## Exercise text
* * * * * * *
CHF Recognized as a Distinguished Research Partner by University of Minnesota College of Veterinary Medicine
The AKC Canine Health Foundation (CHF) has been honored as a Distinguished Research Partner by the University of Minnesota College of Veterinary Medicine (CVM) at Points of Pride Research Day. This annual event celebrates the CVM’s research program, honors faculty, fellows, students, and research partners who contribute to the advancement of biomedical sciences and veterinary medicine.
Since 1995, CHF has awarded just over $3.4 million in research grants to the University of Minnesota College of Veterinary Medicine. This represents 45 funded grants for researchers at the university. Most recently, Dr. Grace Elizabeth Pluhar was awarded funding to develop a therapeutic brain tumor vaccine. Also this year, Dr. Jaime Modiano and colleagues from other institutions received over $1 million to develop markers to diagnose and guide cancer treatment based on newly discovered heritable and acquired genetic mutations.
“It is with great pleasure that the University of Minnesota College of Veterinary Medicine recognizes the research support generously provided by the AKC Canine Health Foundation with its annual Distinguished Research Partner Award,” said Dr. Srirama Rao, PhD, Associate Dean for Research at the UMN College of Veterinary Medicine. “The sustained research funding received from CHF has been instrumental in the seminal discoveries made by our faculty. We have every reason to believe that these discoveries will potentially lead to preventing, treating and/or curing canine disease and will advance the College’s One Health initiative of ‘One Medicine One Science.’”
Points of Pride Research day includes a poster competition, seminars and award presentations. Dr. Shila Nordone, CHF’s Chief Scientific Officer, who accepts the award on behalf of CHF said, “Given the current constraints of research funding in the new economy, CHF realizes that partnerships across all aspects of animal health and veterinary medicine are no longer merely helpful, but are now critical for progress. We are very proud to be recognized as a partner in this collective effort by UMN and look forward to our continuing our ongoing collaboration to prevent, treat and cure canine disease.”
* * * * * * *
## Dataset extract
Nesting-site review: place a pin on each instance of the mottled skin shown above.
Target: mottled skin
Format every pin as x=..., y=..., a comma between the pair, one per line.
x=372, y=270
* * * * * * *
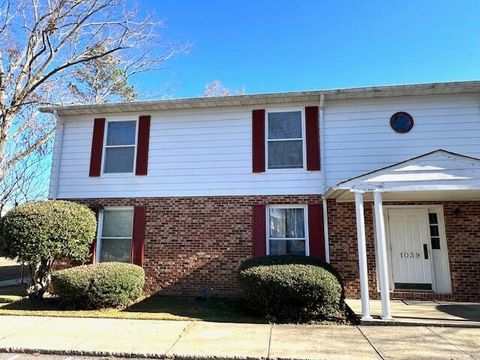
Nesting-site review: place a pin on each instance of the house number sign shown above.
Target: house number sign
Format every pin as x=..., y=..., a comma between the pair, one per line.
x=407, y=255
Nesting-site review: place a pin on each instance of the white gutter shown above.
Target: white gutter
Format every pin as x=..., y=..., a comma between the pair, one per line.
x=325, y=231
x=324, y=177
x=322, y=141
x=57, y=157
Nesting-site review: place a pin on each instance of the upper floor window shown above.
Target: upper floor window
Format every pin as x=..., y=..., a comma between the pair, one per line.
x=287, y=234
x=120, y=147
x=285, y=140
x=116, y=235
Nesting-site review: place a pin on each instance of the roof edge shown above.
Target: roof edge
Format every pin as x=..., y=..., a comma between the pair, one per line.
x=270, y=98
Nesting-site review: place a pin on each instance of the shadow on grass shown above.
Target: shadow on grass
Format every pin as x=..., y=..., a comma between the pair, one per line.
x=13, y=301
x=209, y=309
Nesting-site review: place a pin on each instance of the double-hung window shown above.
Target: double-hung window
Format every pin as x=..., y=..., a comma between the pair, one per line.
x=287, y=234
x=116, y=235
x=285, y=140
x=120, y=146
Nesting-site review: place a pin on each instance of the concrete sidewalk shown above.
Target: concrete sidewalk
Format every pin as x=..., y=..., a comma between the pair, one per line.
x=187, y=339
* * * * * * *
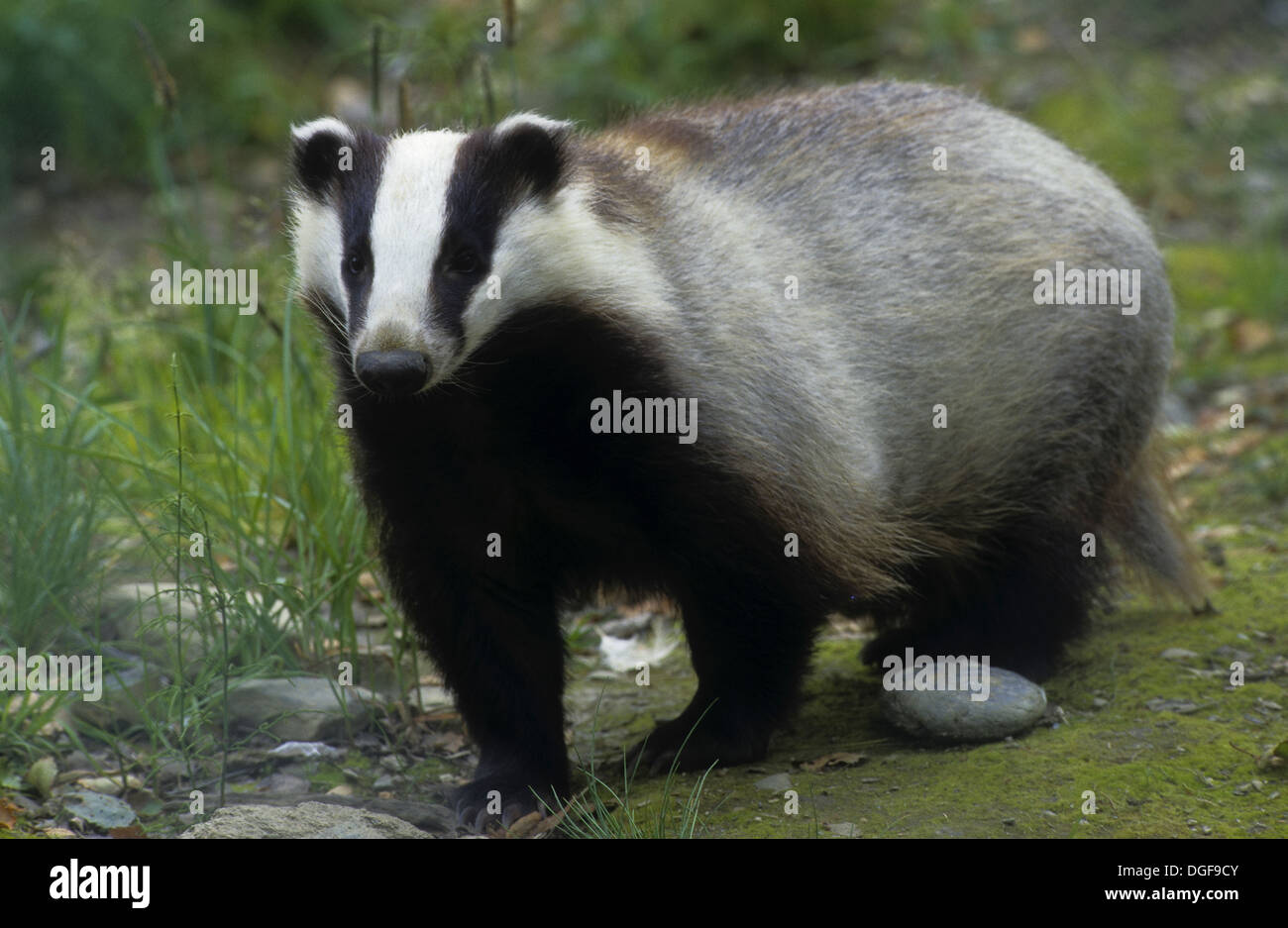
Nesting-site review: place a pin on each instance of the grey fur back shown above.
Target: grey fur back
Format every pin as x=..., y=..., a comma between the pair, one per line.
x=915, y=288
* * * * * * *
## The problem
Could you copy the CHF announcement from "CHF Recognized as" to "and veterinary medicine.", renaming "Distinguished Research Partner" as "Outstanding Research Ally"?

## Result below
CHF Recognized as a Outstanding Research Ally by University of Minnesota College of Veterinary Medicine
The AKC Canine Health Foundation (CHF) has been honored as a Outstanding Research Ally by the University of Minnesota College of Veterinary Medicine (CVM) at Points of Pride Research Day. This annual event celebrates the CVM’s research program, honors faculty, fellows, students, and research partners who contribute to the advancement of biomedical sciences and veterinary medicine.